:: ENTRIES SUPPLIED ::
========

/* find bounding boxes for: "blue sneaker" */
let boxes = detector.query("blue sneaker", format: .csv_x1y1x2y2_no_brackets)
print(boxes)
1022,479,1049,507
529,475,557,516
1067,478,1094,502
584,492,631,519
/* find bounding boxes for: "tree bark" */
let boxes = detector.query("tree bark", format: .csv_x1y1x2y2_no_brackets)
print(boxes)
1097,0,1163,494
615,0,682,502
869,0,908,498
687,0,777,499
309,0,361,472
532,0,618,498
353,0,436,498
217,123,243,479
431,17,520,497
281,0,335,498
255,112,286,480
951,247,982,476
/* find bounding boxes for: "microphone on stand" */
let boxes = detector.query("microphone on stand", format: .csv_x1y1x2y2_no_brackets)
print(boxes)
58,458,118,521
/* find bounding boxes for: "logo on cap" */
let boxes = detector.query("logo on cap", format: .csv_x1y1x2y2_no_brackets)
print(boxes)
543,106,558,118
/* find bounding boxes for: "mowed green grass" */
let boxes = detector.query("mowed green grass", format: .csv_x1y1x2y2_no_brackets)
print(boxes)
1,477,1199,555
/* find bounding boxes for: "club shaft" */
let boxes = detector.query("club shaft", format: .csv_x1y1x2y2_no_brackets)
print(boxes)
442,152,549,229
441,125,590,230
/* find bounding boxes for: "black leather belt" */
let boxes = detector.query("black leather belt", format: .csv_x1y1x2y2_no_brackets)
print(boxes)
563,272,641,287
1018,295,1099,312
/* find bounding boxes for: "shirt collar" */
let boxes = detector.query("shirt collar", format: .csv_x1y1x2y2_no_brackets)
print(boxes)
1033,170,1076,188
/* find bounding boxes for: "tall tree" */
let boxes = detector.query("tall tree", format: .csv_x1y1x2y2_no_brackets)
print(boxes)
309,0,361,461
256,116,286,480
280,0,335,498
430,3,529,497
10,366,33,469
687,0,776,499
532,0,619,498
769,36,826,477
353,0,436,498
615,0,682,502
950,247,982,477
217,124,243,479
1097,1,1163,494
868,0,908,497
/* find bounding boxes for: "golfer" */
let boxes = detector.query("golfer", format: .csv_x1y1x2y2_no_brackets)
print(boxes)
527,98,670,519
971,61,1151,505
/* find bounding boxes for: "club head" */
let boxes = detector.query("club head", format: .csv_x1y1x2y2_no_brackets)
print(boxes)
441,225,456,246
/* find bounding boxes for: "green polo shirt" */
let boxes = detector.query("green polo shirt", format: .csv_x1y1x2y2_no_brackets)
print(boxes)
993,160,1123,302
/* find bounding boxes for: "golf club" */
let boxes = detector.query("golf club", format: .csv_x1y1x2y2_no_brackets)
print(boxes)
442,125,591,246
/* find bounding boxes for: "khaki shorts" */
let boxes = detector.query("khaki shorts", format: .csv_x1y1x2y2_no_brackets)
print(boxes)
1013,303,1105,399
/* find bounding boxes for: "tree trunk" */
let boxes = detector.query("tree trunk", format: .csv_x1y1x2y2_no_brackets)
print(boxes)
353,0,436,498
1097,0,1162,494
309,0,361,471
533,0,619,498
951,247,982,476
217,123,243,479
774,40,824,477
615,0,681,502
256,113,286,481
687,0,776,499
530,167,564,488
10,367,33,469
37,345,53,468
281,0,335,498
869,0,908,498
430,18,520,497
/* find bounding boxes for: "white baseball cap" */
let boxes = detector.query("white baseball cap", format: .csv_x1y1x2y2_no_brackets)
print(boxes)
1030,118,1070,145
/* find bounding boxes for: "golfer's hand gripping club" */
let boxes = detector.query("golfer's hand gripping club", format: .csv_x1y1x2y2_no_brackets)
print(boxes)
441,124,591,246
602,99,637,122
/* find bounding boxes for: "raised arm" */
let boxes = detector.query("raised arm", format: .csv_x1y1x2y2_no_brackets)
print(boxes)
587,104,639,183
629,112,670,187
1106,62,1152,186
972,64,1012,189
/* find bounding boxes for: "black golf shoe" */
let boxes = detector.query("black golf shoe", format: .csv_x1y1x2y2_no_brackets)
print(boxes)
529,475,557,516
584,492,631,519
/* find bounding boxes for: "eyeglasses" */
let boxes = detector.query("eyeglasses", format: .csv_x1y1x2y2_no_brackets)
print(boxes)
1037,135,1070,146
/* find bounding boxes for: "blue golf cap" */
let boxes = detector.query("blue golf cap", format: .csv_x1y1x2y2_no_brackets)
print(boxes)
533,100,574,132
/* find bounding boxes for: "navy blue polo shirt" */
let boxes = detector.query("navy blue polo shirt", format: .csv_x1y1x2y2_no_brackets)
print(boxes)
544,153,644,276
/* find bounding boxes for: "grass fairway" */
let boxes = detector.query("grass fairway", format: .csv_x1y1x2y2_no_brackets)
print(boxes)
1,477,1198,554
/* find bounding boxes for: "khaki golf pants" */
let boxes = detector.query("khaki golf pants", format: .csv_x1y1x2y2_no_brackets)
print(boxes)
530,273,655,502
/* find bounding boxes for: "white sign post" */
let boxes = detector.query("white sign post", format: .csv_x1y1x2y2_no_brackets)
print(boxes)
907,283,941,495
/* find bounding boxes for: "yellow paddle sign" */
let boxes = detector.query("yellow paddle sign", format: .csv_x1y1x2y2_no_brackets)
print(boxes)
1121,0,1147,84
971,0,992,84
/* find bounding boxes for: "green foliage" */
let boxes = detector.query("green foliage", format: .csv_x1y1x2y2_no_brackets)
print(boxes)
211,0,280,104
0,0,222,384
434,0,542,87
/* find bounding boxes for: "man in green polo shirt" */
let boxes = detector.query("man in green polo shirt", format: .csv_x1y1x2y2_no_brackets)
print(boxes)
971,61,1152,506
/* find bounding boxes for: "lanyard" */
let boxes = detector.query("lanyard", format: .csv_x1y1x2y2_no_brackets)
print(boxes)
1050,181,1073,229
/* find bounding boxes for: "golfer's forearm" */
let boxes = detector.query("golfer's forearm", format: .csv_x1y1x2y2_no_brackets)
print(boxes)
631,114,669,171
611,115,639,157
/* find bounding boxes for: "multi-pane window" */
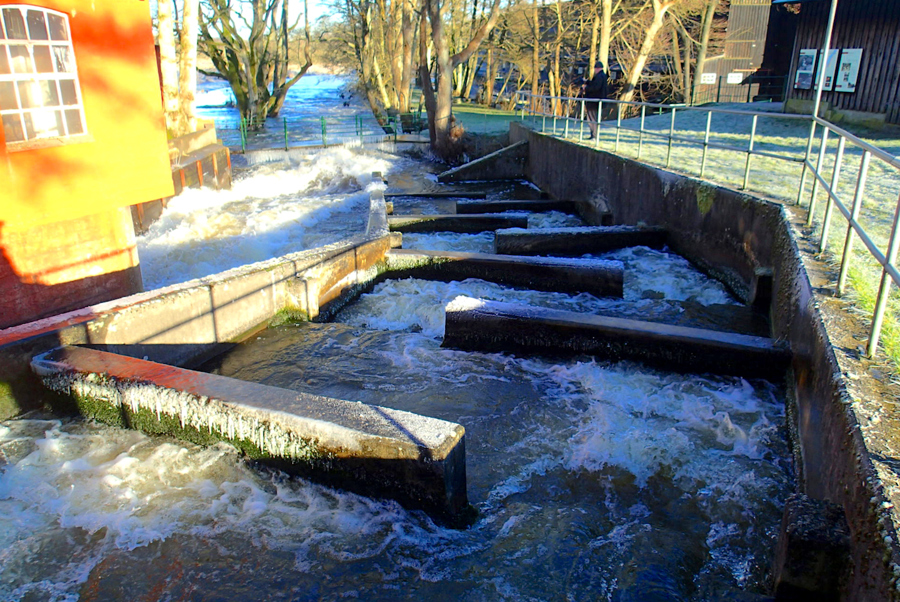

========

:: WHAT IS NEEDED ::
Among the entries above, how many lines contain the string "white"? Write the number alone.

:: ANSWER TO THE PROBLEM ::
4